- GIVEN PROBLEM -
Write out all the lines below again, requests included, and lower every x and y coordinate in the answers by 106.

- DATASET CONTENT -

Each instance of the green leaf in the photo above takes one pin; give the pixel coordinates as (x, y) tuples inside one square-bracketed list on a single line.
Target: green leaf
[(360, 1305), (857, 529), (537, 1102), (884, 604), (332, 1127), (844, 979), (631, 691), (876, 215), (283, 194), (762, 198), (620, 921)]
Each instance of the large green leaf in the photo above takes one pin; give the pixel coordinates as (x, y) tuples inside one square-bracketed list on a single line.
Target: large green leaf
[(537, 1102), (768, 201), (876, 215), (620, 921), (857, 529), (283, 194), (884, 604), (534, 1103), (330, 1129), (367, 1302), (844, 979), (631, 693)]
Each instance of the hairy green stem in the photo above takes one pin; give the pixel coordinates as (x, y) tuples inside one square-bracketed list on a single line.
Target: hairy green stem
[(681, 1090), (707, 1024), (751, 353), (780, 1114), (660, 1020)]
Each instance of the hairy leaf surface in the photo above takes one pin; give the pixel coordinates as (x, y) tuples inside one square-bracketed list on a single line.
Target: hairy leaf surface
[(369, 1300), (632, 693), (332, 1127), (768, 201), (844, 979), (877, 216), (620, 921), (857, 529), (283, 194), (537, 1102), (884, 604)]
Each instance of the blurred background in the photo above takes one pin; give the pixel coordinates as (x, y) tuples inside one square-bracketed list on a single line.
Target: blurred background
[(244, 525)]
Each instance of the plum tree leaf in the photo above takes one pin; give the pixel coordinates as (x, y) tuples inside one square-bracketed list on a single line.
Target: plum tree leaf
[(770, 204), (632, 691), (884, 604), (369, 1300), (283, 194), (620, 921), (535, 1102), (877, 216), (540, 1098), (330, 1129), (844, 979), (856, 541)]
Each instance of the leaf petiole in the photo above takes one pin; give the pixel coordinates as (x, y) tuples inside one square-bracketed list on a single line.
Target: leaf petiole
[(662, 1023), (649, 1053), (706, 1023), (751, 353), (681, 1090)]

- SOLUTION TO THIS EXERCISE -
Each instance of the green leaf in the photo above takes one pin; give the pixel coordinates as (x, y) tuples inside one square-bracketed list on a single line.
Target: green leaf
[(254, 1199), (751, 423), (431, 996), (778, 498), (226, 1021), (738, 873), (525, 585), (770, 109), (177, 88), (656, 92), (514, 815)]
Each instance of the large green leaf in the photo above takes one pin; give the pixel coordinates as (x, y) tuples inside one square-bracketed list on a single line.
Target: large green leaf
[(431, 996), (662, 95), (770, 109), (514, 815), (751, 423), (177, 88), (778, 498), (428, 997), (224, 1023), (261, 1196), (738, 873), (525, 587)]
Each instance of the hairy green stem in the photo above takes one pin; give the pixel coordinates as (x, y) tuples inside one square-bracketed list on a single line.
Target: hairy green stem
[(575, 984), (601, 918), (645, 247), (674, 1008), (554, 914)]
Each instance of the hairy leaf surface in the photo above takes one pin; give the pixel coordinates as (x, y) tuples inside one square-bracketed list on a single line.
Target: hairy leaf surface
[(263, 1194), (526, 587), (226, 1021), (662, 95), (738, 873), (771, 110), (514, 815), (751, 423), (177, 88), (431, 996), (778, 498)]
Each instance of the blurred background in the photo above takes one pin; give the pixel coordinates as (x, y) tuples inside one square-bracketed list on a single line.
Target: blurred background
[(138, 419)]
Each instance of the plum tree leaf in the photo above takes one pin; give the pixel coordinates as (x, y) tuples inside one square-bracketed list on a single line.
Target: plum tree leaf
[(664, 98), (526, 585), (778, 498), (263, 1194), (177, 88), (514, 815), (429, 996), (771, 110), (434, 992), (224, 1023), (738, 873), (750, 435)]
Each instance of the leaf petiole in the photo above takes one pin; give the pixel coordinates as (x, y) tuples inside one square-bracketed list on a single line.
Target: leaf petiole
[(556, 917), (543, 947), (600, 917), (645, 247), (575, 984)]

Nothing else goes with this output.